LISTE DES ACTIVITÉS:
**1.** Reprenez mot pour mot le passage sur le chaudron de Bran le Béni, en commençant par « Ce vase ne resta » et en allant jusqu'à « à envahir l'Irlande. ».
**2.** Dans le passage sur le chaudron de Bran le Béni, quel nom porte le lac au bord duquel Bran arriva en chassant en Irlande ?
**3.** D'après le passage sur le chaudron de Bran le Béni, pourquoi celui que le chaudron rendait à la vie ne recouvrait-il pas l'usage de la parole ?

Heinrich, tient aussi à raconter – l'histoire du ''vase'' selon Les Mabinogion: rapportée par l'anglaise lady Charlotte Guest..
Un jour que Bran le Béni chassait en Irlande, il arriva sur le bord d'un lac nommé le ''lac du chaudron''. Comme il errait sur le rivage, il vit un homme noir, d'une taille gigantesque, au visage hideux, sortir tout à coup des eaux avec un chaudron dans ses bras. Une sorcière et un nain l'accompagnaient.
Le géant et la sorcière suivirent Bran le Béni dans la Cambrie son pays natal, et en retour de l'hospitalité qu'ils avaient reçue, lui firent présent de leur chaudron. Ce vase, comme le Graal, guérissait les blessures mortelles, il avait même le pouvoir de rendre la vie ; mais de peur que le ressuscité ne révélât le secret de sa guérison, il ne recouvrait point l'usage de la parole.
Nous retrouvons bien là le même mystère qui entoure le Graal...
Ce vase ne resta pas longtemps en la possession de Bran le Béni. Il avait eu quelques démêlés avec le prince d'Irlande Martolouc'h. Il se réconcilia avec lui et l'invita à un banquet. Il fit servir à manger dans le chaudron magique, où les mets ne s'épuisaient pas, et à la fin du repas il l'offrit au chef irlandais comme un gage de paix et d'amitié. Cette paix ne dura guère. De nouvelles injures forcent Bran le Béni à envahir l'Irlande.

EXTRAIT DE DONNÉES:
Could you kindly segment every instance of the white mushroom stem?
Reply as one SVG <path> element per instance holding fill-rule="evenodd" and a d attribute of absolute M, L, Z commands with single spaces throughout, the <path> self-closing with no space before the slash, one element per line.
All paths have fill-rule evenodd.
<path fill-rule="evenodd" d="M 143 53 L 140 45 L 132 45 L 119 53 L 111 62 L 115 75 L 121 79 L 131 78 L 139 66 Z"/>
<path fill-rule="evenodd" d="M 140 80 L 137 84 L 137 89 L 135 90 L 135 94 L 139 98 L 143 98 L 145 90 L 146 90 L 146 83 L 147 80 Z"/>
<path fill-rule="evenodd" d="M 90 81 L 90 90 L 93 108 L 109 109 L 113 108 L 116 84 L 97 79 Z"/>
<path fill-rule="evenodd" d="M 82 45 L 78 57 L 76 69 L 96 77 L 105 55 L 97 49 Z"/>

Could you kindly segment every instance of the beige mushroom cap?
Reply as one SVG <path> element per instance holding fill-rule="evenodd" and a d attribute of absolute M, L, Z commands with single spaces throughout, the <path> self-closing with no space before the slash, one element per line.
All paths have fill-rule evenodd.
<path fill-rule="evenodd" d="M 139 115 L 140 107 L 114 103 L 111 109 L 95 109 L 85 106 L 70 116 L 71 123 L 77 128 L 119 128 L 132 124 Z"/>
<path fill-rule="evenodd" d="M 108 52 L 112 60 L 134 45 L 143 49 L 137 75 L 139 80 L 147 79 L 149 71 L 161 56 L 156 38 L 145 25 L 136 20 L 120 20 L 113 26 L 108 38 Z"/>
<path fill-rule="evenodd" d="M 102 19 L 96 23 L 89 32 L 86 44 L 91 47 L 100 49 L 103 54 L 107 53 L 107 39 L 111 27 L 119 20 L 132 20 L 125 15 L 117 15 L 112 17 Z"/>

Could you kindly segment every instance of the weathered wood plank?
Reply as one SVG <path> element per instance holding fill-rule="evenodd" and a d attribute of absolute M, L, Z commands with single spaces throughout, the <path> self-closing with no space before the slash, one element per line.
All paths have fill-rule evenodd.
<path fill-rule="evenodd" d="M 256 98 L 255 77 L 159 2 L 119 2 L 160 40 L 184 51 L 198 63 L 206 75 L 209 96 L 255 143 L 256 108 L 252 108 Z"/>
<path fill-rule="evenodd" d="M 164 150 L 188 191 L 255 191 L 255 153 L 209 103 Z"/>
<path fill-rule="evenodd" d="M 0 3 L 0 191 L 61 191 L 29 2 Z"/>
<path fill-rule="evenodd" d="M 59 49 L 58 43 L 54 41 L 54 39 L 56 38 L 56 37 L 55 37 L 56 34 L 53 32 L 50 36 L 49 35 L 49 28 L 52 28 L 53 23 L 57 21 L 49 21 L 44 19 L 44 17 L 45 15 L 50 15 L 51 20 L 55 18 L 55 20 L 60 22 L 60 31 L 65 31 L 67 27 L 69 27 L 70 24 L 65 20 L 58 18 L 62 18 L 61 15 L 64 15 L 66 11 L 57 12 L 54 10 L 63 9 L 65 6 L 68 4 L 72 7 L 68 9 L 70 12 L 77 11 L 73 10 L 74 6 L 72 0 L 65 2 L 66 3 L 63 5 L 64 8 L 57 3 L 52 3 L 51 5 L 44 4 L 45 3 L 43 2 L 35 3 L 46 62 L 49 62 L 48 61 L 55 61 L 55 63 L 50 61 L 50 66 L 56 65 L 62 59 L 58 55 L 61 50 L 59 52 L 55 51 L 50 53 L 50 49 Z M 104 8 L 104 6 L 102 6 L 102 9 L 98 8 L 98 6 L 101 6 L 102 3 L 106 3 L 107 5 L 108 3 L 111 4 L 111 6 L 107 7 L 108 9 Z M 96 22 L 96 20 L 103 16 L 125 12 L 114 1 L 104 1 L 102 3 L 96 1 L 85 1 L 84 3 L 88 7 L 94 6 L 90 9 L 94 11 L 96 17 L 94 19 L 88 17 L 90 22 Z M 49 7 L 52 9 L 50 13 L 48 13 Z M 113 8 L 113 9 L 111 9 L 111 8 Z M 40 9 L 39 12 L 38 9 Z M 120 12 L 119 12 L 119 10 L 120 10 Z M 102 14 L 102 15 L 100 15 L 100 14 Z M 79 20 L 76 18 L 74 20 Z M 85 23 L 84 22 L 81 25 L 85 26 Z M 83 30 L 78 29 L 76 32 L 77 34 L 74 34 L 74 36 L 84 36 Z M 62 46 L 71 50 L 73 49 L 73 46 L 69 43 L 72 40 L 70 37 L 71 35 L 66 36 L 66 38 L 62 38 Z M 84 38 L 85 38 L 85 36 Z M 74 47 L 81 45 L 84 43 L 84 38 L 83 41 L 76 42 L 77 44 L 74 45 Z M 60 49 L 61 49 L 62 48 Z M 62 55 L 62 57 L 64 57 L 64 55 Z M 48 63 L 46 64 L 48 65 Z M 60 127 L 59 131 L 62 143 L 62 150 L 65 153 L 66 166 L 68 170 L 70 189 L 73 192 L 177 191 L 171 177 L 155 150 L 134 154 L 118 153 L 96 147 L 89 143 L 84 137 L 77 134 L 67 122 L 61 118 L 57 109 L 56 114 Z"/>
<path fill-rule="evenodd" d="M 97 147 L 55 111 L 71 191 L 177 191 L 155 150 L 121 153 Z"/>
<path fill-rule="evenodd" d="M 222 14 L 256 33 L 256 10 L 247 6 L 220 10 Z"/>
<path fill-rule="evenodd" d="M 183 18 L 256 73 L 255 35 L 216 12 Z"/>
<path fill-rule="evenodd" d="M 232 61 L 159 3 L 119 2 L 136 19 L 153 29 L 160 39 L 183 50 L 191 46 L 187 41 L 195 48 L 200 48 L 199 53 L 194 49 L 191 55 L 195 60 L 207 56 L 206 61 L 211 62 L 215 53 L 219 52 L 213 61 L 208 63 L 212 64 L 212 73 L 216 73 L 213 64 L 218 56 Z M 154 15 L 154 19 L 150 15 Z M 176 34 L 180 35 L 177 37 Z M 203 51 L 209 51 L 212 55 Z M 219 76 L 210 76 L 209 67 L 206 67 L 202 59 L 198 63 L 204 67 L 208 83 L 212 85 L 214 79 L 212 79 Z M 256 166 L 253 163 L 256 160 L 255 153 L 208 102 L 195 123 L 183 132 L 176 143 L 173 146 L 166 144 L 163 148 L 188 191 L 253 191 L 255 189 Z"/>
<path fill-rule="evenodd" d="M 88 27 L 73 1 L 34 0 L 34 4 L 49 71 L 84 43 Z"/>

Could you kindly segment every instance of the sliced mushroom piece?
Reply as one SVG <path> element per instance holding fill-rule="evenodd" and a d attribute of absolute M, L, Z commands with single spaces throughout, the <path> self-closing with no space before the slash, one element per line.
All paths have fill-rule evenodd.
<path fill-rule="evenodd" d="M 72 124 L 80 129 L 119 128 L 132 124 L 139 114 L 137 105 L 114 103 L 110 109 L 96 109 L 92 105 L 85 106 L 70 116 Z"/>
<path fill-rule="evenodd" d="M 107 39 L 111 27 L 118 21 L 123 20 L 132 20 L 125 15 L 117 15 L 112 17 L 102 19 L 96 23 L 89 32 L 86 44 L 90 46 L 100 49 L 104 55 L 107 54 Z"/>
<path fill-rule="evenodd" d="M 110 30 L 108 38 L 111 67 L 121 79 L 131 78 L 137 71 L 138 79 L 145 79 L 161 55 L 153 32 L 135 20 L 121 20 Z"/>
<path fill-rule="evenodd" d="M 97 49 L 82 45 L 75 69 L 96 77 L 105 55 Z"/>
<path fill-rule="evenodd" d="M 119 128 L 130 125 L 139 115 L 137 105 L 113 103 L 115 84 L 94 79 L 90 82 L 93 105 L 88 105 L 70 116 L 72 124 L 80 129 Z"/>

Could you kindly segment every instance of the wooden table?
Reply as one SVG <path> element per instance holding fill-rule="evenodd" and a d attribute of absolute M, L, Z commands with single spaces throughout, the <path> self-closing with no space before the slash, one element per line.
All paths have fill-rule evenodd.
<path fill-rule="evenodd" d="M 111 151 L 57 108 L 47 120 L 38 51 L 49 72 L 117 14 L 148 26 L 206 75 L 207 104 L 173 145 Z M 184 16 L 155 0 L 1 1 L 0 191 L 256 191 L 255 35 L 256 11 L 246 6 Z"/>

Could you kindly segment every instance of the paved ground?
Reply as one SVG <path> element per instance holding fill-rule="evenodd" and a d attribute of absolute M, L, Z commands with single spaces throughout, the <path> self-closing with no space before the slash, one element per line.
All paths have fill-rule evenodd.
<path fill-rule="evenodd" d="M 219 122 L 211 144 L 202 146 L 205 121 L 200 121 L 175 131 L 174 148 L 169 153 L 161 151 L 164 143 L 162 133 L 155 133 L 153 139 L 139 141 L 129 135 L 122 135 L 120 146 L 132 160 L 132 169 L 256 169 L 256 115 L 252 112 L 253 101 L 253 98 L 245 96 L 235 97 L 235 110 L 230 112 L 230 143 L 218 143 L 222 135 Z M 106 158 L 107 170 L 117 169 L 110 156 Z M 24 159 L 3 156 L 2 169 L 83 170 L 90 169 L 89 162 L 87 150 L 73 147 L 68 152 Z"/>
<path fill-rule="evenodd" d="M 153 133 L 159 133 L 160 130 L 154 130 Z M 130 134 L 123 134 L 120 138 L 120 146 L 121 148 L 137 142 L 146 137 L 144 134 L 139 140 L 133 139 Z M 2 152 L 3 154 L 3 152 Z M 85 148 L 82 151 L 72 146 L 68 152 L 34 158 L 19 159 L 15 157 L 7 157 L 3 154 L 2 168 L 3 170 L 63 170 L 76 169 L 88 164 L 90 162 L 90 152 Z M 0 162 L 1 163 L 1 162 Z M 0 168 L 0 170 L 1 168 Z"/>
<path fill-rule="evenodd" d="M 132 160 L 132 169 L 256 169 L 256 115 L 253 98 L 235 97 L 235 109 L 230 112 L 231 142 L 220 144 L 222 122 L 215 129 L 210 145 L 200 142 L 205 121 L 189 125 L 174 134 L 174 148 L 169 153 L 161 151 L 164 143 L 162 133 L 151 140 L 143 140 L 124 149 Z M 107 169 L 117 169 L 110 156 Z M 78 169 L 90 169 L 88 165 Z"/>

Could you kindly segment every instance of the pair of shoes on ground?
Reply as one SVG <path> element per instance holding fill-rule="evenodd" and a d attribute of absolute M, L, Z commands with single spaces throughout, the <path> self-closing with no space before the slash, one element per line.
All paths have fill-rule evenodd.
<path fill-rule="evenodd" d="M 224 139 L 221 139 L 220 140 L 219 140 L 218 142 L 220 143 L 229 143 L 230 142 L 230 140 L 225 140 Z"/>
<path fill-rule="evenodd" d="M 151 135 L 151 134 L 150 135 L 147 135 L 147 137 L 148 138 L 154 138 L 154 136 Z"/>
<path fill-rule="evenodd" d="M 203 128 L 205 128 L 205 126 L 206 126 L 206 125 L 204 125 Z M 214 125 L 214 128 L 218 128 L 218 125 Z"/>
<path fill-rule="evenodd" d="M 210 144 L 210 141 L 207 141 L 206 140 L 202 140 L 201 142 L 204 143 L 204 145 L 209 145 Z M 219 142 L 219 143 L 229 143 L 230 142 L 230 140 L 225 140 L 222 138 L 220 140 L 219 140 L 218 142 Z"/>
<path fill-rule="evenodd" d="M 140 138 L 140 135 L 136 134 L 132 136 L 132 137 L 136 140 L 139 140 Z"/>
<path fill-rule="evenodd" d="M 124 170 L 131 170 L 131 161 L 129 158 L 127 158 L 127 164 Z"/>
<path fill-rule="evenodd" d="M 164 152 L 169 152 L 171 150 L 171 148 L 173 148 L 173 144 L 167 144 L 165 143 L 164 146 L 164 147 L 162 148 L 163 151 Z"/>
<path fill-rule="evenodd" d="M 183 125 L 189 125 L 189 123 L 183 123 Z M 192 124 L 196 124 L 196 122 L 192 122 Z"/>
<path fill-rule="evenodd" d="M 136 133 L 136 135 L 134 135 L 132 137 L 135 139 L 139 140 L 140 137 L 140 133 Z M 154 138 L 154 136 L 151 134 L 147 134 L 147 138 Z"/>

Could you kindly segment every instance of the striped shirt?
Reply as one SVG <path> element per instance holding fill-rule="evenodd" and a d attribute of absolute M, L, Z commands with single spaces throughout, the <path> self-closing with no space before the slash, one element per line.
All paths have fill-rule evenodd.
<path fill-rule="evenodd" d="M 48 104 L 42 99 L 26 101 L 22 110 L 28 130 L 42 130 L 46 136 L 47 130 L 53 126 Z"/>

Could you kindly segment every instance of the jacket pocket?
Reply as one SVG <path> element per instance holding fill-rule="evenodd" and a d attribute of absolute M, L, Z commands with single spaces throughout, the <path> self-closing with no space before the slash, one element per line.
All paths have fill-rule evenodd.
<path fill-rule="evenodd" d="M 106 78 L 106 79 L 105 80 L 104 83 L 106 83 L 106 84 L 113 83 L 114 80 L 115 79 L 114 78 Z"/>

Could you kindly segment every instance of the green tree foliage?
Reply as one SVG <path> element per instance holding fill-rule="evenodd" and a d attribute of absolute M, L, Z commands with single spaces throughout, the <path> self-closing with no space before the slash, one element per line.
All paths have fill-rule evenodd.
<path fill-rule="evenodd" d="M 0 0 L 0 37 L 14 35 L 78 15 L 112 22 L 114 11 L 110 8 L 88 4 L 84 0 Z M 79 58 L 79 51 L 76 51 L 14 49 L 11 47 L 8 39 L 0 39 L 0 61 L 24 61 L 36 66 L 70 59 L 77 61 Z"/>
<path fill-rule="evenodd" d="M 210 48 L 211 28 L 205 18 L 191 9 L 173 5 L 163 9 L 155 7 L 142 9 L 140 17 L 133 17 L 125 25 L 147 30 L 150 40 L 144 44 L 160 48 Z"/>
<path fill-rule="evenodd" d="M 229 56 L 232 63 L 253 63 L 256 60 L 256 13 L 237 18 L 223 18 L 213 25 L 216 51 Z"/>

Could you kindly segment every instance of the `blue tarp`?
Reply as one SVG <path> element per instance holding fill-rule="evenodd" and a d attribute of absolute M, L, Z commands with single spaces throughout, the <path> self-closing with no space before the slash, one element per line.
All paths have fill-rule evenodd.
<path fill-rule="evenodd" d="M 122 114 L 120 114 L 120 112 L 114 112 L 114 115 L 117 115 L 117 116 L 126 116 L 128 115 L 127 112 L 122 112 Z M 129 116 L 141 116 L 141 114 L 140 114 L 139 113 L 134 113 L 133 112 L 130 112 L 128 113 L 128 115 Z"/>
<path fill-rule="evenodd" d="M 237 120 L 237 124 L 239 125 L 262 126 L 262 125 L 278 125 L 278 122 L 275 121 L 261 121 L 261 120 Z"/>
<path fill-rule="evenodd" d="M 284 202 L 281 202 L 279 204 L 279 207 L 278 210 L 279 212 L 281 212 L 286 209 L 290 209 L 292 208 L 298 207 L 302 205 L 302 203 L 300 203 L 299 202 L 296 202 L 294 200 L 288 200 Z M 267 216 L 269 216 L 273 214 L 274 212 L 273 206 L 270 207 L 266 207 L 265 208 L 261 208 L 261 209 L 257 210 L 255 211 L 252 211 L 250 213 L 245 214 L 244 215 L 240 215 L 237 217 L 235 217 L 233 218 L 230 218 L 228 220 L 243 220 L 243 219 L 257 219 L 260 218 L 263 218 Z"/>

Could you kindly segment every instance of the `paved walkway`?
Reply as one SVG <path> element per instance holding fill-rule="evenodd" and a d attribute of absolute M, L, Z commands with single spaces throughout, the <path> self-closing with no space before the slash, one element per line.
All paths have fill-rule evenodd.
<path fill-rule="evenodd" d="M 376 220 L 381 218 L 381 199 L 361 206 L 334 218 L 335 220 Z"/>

RÉPONSES NUMÉROTÉES:
**1.**
Ce vase ne resta pas longtemps en la possession de Bran le Béni. Il avait eu quelques démêlés avec le prince d'Irlande Martolouc'h. Il se réconcilia avec lui et l'invita à un banquet. Il fit servir à manger dans le chaudron magique, où les mets ne s'épuisaient pas, et à la fin du repas il l'offrit au chef irlandais comme un gage de paix et d'amitié. Cette paix ne dura guère. De nouvelles injures forcent Bran le Béni à envahir l'Irlande.

**2.** Le lac du chaudron.

**3.** On craignait que le ressuscité ne révèle le secret de sa guérison. C'est pourquoi il restait privé de la parole.